:: Exercise goal ::
Reproduce the material below word for word, leaving out the pictures.

Begin Information provided

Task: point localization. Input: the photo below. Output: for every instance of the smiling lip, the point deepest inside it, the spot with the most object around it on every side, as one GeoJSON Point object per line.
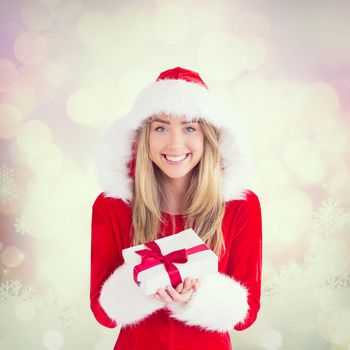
{"type": "Point", "coordinates": [171, 162]}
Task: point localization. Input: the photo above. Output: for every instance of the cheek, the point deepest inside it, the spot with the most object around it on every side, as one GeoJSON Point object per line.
{"type": "Point", "coordinates": [197, 144]}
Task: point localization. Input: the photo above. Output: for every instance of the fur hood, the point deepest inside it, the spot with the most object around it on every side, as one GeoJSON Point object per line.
{"type": "Point", "coordinates": [115, 155]}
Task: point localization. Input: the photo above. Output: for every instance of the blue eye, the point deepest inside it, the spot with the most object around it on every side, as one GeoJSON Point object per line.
{"type": "Point", "coordinates": [159, 127]}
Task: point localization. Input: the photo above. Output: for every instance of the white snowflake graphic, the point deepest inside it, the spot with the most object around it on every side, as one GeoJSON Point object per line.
{"type": "Point", "coordinates": [50, 305]}
{"type": "Point", "coordinates": [329, 218]}
{"type": "Point", "coordinates": [295, 280]}
{"type": "Point", "coordinates": [21, 226]}
{"type": "Point", "coordinates": [8, 188]}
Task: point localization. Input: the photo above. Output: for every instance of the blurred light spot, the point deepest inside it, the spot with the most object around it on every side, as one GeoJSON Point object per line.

End Information provided

:: Exercise answer ::
Task: point localization. Input: the photo below. Output: for every instance of the smiling lip, the point deepest inside it, the spot with the most object around it on every side, as one GeoJSON Point object per line.
{"type": "Point", "coordinates": [171, 162]}
Task: point localization. Input: the photo above. Output: for every instance of the cheek, the point deepest inside it, the spot with the most object around it on every side, as one GeoJSON Point object per line.
{"type": "Point", "coordinates": [197, 144]}
Task: point localization. Input: the photo above. Output: for every instance of the fur hood, the point deepest inside it, the spot with the most object around it on every side, as one GeoJSON Point object per line.
{"type": "Point", "coordinates": [115, 155]}
Task: point localization. Input: the photo above. Output: for every instance of the blue eye, the point deepest inside it, the spot with the most object around it on every side, as one GeoJSON Point object per line.
{"type": "Point", "coordinates": [159, 127]}
Task: point localization. Input: the photo above. Output: for every instance of the white snowflake graphic, the point deepest inside it, the spot with the most object around it on every side, as one GeoJSON Point object per line.
{"type": "Point", "coordinates": [50, 305]}
{"type": "Point", "coordinates": [329, 218]}
{"type": "Point", "coordinates": [295, 280]}
{"type": "Point", "coordinates": [21, 226]}
{"type": "Point", "coordinates": [8, 188]}
Task: point localization. Input: the photo above. Output: for every instance of the blurred light spot, the point deepest inside it, the spot with the most object around it on every side, as one GeoJSON Point object per line.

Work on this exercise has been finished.